**Exercise goal**
Rewrite these lines, changing every "red jersey" to "crimson jersey" and leaving the rest untouched.
[Begin Extracted data]
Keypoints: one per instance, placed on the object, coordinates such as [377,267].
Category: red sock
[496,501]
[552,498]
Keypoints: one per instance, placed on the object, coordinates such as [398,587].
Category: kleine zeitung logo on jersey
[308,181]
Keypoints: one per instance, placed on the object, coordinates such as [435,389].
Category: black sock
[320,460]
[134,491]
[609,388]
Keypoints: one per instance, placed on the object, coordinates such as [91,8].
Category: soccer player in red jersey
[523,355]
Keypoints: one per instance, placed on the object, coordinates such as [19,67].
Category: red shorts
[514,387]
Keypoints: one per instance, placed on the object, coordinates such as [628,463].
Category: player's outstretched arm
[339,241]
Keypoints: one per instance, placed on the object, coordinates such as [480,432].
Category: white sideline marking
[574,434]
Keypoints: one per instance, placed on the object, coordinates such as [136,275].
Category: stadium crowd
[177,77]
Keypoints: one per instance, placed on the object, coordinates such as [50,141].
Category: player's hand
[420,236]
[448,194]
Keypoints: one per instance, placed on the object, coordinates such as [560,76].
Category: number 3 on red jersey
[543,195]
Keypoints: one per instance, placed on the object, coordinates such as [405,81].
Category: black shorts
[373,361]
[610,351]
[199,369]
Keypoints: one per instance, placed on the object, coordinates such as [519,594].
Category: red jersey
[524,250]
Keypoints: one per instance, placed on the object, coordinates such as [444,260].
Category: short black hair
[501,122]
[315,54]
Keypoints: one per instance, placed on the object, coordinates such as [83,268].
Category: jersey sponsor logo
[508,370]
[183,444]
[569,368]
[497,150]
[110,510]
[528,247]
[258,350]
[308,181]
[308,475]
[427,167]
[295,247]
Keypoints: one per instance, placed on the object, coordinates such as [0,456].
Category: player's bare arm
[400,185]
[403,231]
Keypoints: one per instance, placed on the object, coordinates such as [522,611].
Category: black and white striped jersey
[End Extracted data]
**Correct output**
Keypoints: one per instance, placed on the object, coordinates such as [377,267].
Category: red sock
[496,501]
[552,498]
Keypoints: one per instance, placed on the object, coordinates such as [398,587].
Category: kleine zeitung logo on jersey
[308,181]
Keypoints: one per instance, placed on the object, coordinates such as [435,389].
Category: black sock
[320,460]
[134,491]
[609,388]
Keypoints: one per instance, placed on the object, coordinates such as [91,8].
Category: soccer player in crimson jersey
[523,355]
Keypoints: one per instance, placed on the object, coordinates such as [19,67].
Category: red shorts
[514,387]
Keypoints: one per instance, placed on the object, coordinates such as [628,463].
Category: player's outstretched arm
[339,241]
Keypoints: one per instance, placed on the object, coordinates such as [480,432].
Category: white sideline marking
[574,434]
Keypoints: one per instance, placed on the object, coordinates such as [136,275].
Category: stadium crowd
[177,77]
Keypoints: one per instance, placed on the object, coordinates such as [50,141].
Category: player's hand
[420,236]
[448,194]
Keypoints: one per instance, placed on the object, coordinates such as [560,76].
Category: number 3 on crimson jersey
[543,195]
Keypoints: one per instance, placed on the object, coordinates such as [405,81].
Category: black shorts
[373,361]
[610,351]
[199,369]
Keypoints: one per instance, placed on the object, coordinates such as [519,594].
Category: crimson jersey
[524,250]
Keypoints: one per instance, placed on the object, coordinates such as [444,260].
Category: short black hair
[501,122]
[315,54]
Keypoints: one per instance, placed on the object, coordinates such as [83,268].
Category: jersey sponsor logo
[508,370]
[183,444]
[569,368]
[497,150]
[110,510]
[528,247]
[258,350]
[308,181]
[308,475]
[427,167]
[295,247]
Keypoints: one per instance, placed on the object, coordinates such as [0,456].
Category: player's bare arm
[400,185]
[403,231]
Keypoints: one per instance, placed on the object, coordinates such as [522,611].
Category: black and white striped jersey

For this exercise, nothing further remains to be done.